TASK REQUIREMENTS: Transcribe each of the rows below verbatim, leaving every character unchanged.

RECORDS:
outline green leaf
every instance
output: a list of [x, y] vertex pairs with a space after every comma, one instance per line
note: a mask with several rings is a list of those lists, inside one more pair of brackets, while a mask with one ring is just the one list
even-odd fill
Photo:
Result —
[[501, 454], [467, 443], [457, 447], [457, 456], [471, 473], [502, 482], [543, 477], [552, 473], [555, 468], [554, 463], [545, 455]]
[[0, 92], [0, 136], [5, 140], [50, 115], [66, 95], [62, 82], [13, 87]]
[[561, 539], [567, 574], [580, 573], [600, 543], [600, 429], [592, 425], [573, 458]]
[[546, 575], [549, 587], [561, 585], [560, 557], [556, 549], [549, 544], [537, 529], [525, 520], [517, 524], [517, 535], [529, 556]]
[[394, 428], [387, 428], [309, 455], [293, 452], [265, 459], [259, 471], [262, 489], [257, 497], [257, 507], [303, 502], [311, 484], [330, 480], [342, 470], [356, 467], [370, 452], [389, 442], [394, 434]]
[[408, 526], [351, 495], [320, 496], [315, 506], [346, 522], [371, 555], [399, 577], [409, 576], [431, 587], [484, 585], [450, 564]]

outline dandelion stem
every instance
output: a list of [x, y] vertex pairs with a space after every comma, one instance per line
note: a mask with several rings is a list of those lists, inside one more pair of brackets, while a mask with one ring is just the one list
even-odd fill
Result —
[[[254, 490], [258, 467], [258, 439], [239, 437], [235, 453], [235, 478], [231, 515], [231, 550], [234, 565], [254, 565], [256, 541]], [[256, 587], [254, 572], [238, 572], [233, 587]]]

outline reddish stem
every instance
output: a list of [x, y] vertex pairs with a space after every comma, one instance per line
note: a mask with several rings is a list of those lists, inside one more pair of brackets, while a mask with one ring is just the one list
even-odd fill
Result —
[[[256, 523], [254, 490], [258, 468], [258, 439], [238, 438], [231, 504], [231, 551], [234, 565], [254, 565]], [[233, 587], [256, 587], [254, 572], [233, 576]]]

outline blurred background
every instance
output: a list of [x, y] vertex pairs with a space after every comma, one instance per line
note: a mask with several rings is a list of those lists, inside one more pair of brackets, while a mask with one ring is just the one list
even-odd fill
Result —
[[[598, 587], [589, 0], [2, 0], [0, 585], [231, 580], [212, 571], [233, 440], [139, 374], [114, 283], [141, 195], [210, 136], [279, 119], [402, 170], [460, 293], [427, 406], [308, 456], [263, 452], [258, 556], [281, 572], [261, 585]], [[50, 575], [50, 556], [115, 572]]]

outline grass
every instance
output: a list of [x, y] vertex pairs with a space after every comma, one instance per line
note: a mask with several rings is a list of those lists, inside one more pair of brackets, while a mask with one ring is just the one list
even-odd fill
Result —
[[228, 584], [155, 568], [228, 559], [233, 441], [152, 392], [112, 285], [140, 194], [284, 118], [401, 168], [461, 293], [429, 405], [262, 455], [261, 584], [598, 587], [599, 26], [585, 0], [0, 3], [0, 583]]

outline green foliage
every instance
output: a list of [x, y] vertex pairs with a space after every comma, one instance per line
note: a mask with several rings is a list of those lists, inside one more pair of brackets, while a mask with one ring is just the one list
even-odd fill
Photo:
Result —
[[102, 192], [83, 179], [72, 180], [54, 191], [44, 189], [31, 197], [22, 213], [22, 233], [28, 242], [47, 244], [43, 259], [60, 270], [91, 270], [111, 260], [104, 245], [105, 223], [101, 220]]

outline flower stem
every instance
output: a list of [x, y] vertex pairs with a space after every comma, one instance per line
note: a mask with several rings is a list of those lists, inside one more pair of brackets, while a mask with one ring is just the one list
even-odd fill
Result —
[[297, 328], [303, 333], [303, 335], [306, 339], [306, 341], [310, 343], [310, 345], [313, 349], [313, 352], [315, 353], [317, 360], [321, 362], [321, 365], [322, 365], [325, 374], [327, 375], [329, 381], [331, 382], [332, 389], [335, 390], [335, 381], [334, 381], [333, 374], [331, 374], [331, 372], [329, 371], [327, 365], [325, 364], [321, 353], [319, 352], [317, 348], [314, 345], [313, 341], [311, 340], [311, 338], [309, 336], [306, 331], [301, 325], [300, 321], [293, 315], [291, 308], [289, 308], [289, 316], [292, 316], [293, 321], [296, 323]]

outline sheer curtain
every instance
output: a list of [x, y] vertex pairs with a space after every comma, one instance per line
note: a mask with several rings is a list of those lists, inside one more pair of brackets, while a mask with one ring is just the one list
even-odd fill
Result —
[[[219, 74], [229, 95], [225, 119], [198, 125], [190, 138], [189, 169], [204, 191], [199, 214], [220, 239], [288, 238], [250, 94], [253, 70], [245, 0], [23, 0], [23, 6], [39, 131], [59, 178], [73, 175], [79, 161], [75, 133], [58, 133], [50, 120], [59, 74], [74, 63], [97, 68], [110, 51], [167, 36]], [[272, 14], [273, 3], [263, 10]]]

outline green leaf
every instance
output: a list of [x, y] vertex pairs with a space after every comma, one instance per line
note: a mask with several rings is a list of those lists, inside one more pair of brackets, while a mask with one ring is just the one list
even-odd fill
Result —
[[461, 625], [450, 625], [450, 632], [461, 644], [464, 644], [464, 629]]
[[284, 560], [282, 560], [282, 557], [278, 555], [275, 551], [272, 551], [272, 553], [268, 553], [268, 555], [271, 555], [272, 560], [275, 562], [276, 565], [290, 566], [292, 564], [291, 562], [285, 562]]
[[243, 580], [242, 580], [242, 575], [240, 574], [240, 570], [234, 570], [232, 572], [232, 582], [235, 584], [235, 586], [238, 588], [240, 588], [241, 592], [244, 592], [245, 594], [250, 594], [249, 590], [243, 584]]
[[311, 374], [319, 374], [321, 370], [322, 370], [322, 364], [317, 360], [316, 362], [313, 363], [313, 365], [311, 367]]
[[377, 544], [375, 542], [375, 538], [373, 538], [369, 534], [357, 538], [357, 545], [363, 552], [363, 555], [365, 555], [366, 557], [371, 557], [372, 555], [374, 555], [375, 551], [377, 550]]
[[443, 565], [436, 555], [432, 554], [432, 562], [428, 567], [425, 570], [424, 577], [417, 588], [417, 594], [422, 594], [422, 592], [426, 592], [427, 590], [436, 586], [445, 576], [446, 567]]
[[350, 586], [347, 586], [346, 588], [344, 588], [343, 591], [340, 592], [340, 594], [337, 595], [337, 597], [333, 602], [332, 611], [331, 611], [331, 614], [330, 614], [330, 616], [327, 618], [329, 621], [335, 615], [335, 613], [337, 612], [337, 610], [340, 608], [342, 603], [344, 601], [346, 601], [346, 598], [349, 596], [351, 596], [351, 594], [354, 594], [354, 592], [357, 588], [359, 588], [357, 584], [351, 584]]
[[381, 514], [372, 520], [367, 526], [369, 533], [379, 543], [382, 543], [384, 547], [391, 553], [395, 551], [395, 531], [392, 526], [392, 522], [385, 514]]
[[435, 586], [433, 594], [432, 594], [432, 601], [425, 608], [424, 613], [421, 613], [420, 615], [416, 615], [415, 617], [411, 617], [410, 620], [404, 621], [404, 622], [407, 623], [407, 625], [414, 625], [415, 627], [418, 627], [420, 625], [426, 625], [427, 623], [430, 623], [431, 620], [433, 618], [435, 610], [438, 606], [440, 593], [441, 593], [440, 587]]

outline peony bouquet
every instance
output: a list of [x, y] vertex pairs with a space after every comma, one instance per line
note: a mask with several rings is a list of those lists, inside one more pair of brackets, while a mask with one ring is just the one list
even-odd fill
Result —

THE RESPONSE:
outline green leaf
every instance
output: a list of [x, y] vertex pairs with a space after every comma, one instance per line
note: a mask with several rings is a list of those lists, inside one more pair of brackets, while a mask with one ring is just the one list
even-odd fill
Photo:
Result —
[[501, 454], [467, 443], [457, 447], [457, 456], [471, 473], [502, 482], [543, 477], [552, 473], [555, 468], [554, 463], [545, 455]]
[[0, 92], [0, 136], [5, 140], [50, 115], [66, 95], [62, 82], [13, 87]]
[[561, 539], [567, 574], [580, 573], [600, 543], [600, 429], [592, 425], [573, 458]]
[[546, 575], [549, 587], [561, 585], [560, 557], [556, 549], [549, 544], [537, 529], [525, 520], [517, 524], [517, 535], [529, 556]]
[[394, 428], [387, 428], [309, 455], [293, 452], [265, 459], [259, 471], [262, 489], [257, 497], [257, 507], [303, 502], [311, 484], [330, 480], [342, 470], [356, 467], [370, 452], [389, 442], [394, 434]]
[[408, 526], [351, 495], [320, 496], [315, 506], [346, 522], [371, 555], [399, 577], [409, 576], [431, 587], [484, 585], [450, 564]]

outline dandelion stem
every instance
output: a list of [x, y] vertex pairs with a space after every comma, one instance per line
note: a mask with several rings is a list of those lists, inside one more pair of brackets, while a mask with one ring is just the one list
even-odd fill
Result —
[[[254, 490], [258, 467], [258, 439], [239, 437], [235, 453], [235, 478], [231, 515], [231, 550], [234, 565], [254, 565], [256, 541]], [[256, 587], [254, 572], [238, 572], [233, 587]]]

outline reddish stem
every instance
output: a list of [x, y] vertex pairs with a space after every comma, one instance per line
note: a mask with several rings is a list of those lists, inside one more pair of brackets, while a mask with one ring is just the one list
even-odd fill
Result —
[[[256, 523], [254, 490], [258, 468], [258, 439], [238, 438], [231, 504], [231, 551], [234, 565], [254, 565]], [[233, 587], [256, 587], [254, 572], [233, 576]]]

outline blurred background
every instance
output: a list of [x, y] vertex pairs with a space after every comma, one instance per line
note: a mask with several rings is a list of those lists, inside one more pair of brackets, while a mask with one ring is just the one list
even-odd fill
Result —
[[[598, 587], [589, 0], [2, 0], [0, 585], [231, 580], [212, 571], [233, 440], [139, 374], [114, 283], [141, 195], [210, 136], [279, 119], [402, 170], [460, 293], [427, 406], [308, 456], [263, 452], [258, 556], [281, 572], [261, 585]], [[50, 575], [50, 556], [115, 572]]]

outline grass
every instance
output: a list of [x, y] vertex pairs with a space after every comma, one instance per line
note: a mask with several rings is a list of those lists, inside one more pair of brackets, while a mask with one ring is just the one list
even-odd fill
Result —
[[228, 584], [155, 568], [228, 559], [233, 441], [152, 392], [112, 285], [140, 194], [284, 118], [401, 168], [461, 293], [429, 405], [262, 455], [261, 584], [598, 587], [599, 26], [585, 0], [0, 3], [0, 583]]

outline green foliage
every instance
output: a list of [x, y] vertex pairs with a space after every comma, one instance per line
note: a mask with several rings is a list of those lists, inside one more pair of brackets, while a mask with one ring is just the one list
even-odd fill
Photo:
Result —
[[102, 192], [83, 179], [72, 180], [54, 191], [44, 189], [31, 197], [22, 213], [22, 233], [28, 242], [47, 244], [43, 259], [60, 270], [91, 270], [111, 260], [104, 245], [105, 223], [101, 220]]

outline flower stem
every instance
output: a list of [x, y] vertex pairs with a space after every comma, one instance per line
note: a mask with several rings is a list of those lists, inside one more pair of brackets, while a mask with one ring is just the one list
even-odd fill
Result —
[[297, 328], [303, 333], [303, 335], [306, 339], [306, 341], [310, 343], [310, 345], [313, 349], [313, 352], [315, 353], [317, 360], [321, 362], [321, 365], [322, 365], [325, 374], [327, 375], [329, 381], [331, 382], [332, 389], [335, 390], [335, 381], [334, 381], [333, 374], [331, 374], [331, 372], [329, 371], [327, 365], [325, 364], [321, 353], [319, 352], [317, 348], [314, 345], [313, 341], [311, 340], [311, 338], [309, 336], [306, 331], [301, 325], [300, 321], [293, 315], [291, 308], [289, 308], [289, 316], [292, 316], [293, 321], [296, 323]]

outline sheer curtain
every instance
output: a list of [x, y] vertex pairs with a space after every comma, one instance per line
note: a mask with several rings is a list of those lists, inside one more pair of brackets, while a mask with one ring is just the one list
even-odd fill
Result —
[[[219, 74], [229, 95], [225, 119], [198, 125], [190, 138], [189, 169], [204, 191], [199, 214], [220, 239], [288, 238], [250, 94], [253, 70], [245, 0], [23, 0], [23, 6], [39, 131], [59, 178], [73, 175], [79, 161], [75, 133], [58, 133], [50, 120], [59, 74], [74, 63], [97, 68], [110, 51], [167, 36]], [[272, 14], [273, 3], [263, 10]]]

outline green leaf
every instance
output: a list of [x, y] vertex pairs with a space after every comma, one instance per line
note: a mask with several rings is a list of those lists, inside one more pair of brackets, while a mask with one ring is just the one list
even-odd fill
Result —
[[461, 625], [450, 625], [450, 632], [461, 644], [464, 644], [464, 629]]
[[284, 560], [282, 560], [282, 557], [278, 555], [275, 551], [272, 551], [272, 553], [268, 553], [268, 555], [271, 555], [272, 560], [275, 562], [276, 565], [290, 566], [292, 564], [291, 562], [285, 562]]
[[243, 580], [242, 580], [242, 575], [240, 574], [240, 570], [234, 570], [232, 572], [232, 582], [235, 584], [235, 586], [238, 588], [240, 588], [241, 592], [244, 592], [245, 594], [250, 594], [249, 590], [243, 584]]
[[311, 374], [319, 374], [321, 370], [322, 370], [322, 364], [317, 360], [316, 362], [313, 363], [313, 365], [311, 367]]
[[377, 544], [375, 542], [375, 538], [373, 538], [369, 534], [357, 538], [357, 545], [363, 552], [363, 555], [365, 555], [366, 557], [371, 557], [372, 555], [374, 555], [375, 551], [377, 550]]
[[443, 565], [436, 555], [432, 554], [432, 562], [428, 567], [425, 570], [424, 577], [417, 588], [417, 594], [422, 594], [422, 592], [426, 592], [427, 590], [436, 586], [445, 576], [446, 567]]
[[350, 586], [347, 586], [346, 588], [344, 588], [343, 591], [340, 592], [340, 594], [337, 595], [337, 597], [333, 602], [332, 611], [331, 611], [331, 614], [330, 614], [330, 616], [327, 618], [329, 621], [335, 615], [335, 613], [337, 612], [337, 610], [340, 608], [342, 603], [344, 601], [346, 601], [346, 598], [349, 596], [351, 596], [351, 594], [354, 594], [354, 592], [357, 588], [359, 588], [357, 584], [351, 584]]
[[381, 514], [372, 520], [367, 526], [369, 533], [379, 543], [382, 543], [384, 547], [391, 553], [395, 551], [395, 531], [392, 526], [392, 522], [385, 514]]
[[435, 586], [433, 594], [432, 594], [432, 601], [425, 608], [424, 613], [421, 613], [420, 615], [416, 615], [415, 617], [411, 617], [410, 620], [404, 621], [404, 622], [407, 623], [407, 625], [414, 625], [415, 627], [418, 627], [420, 625], [426, 625], [427, 623], [430, 623], [431, 620], [433, 618], [435, 610], [438, 606], [440, 593], [441, 593], [440, 587]]

outline peony bouquet
every instance
output: a list of [x, y] vertex pairs with a space after every comma, one instance per line
note: a mask with several rings is a list of those lists, inside one more pair of brackets, while a mask with one ring is just the one list
even-odd fill
Result —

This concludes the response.